TEXT SHOWN START

Wednesday, April 25, 2018 by Michelle Simmons
Hyperthyroidism, also known as an overactive thyroid, is the condition in which the thyroid gland produces too much thyroid hormones. The thyroid is located at the front of the neck, and it produces hormones that affect the heart rate and body temperature. Therefore, excess levels of thyroid hormones can lead to unpleasant and potentially harmful complications. Although hyperthyroidism can affect anyone, it is more commonly seen in women than men, and it typically occurs between 20 and 40 years of age.
The most common cause of an overactive thyroid is the autoimmune disorder called Graves’ disease. Other causes of hyperthyroidism include thyroid nodules, inflammation of the thyroid, consuming too much iodine, and taking too much synthetic thyroid hormone.
The side effects of hyperthyroidism vary, depending on the duration and extent of thyroid hormone excess and the age of the patient. The side effects of hyperthyroidism may include nervousness, irritability, palpitations, tachycardia, heat intolerance or increased sweating, tremor, sudden weight loss or gain, increase in appetite, diarrhea, swelling of the lower leg, sudden paralysis, shortness of breath, reduced menstrual flow, impaired fertility, sleeping difficulties, changes in vision, fatigue and muscle weakness, thyroid enlargement, and pretibial myxedema.
The body system damaged by hyperthyroidism is the endocrine system as the condition affects the thyroid and thyroid hormone production. The cardiovascular system is also harmed by hyperthyroidism as it causes a faster heart rate, a higher blood pressure, atrial fibrillation, and reduced exercise performance. Hyperthyroidism also causes hormonal imbalance and can reduce the absorption of the sex hormone progesterone by the body’s cells which can disturb the menstrual cycle. Thus, the reproductive system is also harmed. The digestive system is also affected because the condition can cause diarrhea or frequent bowel movements.
There is no information on what foods or nutrients can prevent hyperthyroidism. However, there are some foods and nutrients that can help treat the condition. These include: bugleweed, lemon balm, motherwort, foods rich in omega-3 fatty acids, such as fish, flaxseeds, and walnuts, broccoli, hawthorn, calcium, vitamin D, magnesium, and zinc.
Treatment options for hyperthyroidism may include medications that prevent the thyroid from producing hormones, radioactive iodine, and surgery to remove a section or all of the thyroid gland. To improve its symptoms, eat a healthy diet rich in calcium and sodium, take nutritional supplements, and exercise.
Hyperthyroidism is the condition wherein the thyroid gland produces too much thyroid hormones.
Hyperthyroidism can cause nervousness, irritability, palpitations, tachycardia, heat intolerance or increased sweating, tremor, sudden weight loss or gain, increase in appetite, diarrhea, lower leg swelling, sudden paralysis, shortness of breath, reduced menstrual flow, impaired fertility, sleeping difficulties, changes in vision, fatigue and muscle weakness, thyroid enlargement, and pretibial myxedema.
Hyperthyroidism harms the endocrine, cardiovascular, reproductive, and digestive systems.
Hyperthyroidism can be treated with medications, radioactive iodine, and surgery.

TEXT SHOWN END
PROVIDED MATERIAL START

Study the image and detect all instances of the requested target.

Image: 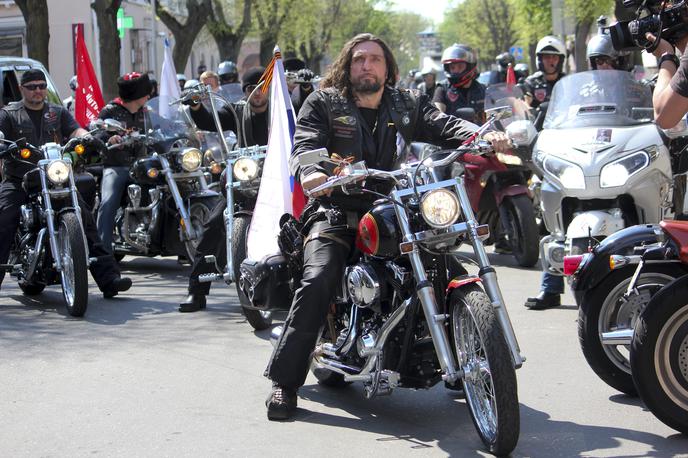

PROVIDED MATERIAL END

> _TASK BRIEF_:
Return, word for word, the part of the hyperthyroidism article starting at "Wednesday, April 25, 2018" and ending at "years of age.". The listing comes from a separate source and has no connection to the hyperthyroidism article.

> _FINAL ANSWER_:
Wednesday, April 25, 2018 by Michelle Simmons
Hyperthyroidism, also known as an overactive thyroid, is the condition in which the thyroid gland produces too much thyroid hormones. The thyroid is located at the front of the neck, and it produces hormones that affect the heart rate and body temperature. Therefore, excess levels of thyroid hormones can lead to unpleasant and potentially harmful complications. Although hyperthyroidism can affect anyone, it is more commonly seen in women than men, and it typically occurs between 20 and 40 years of age.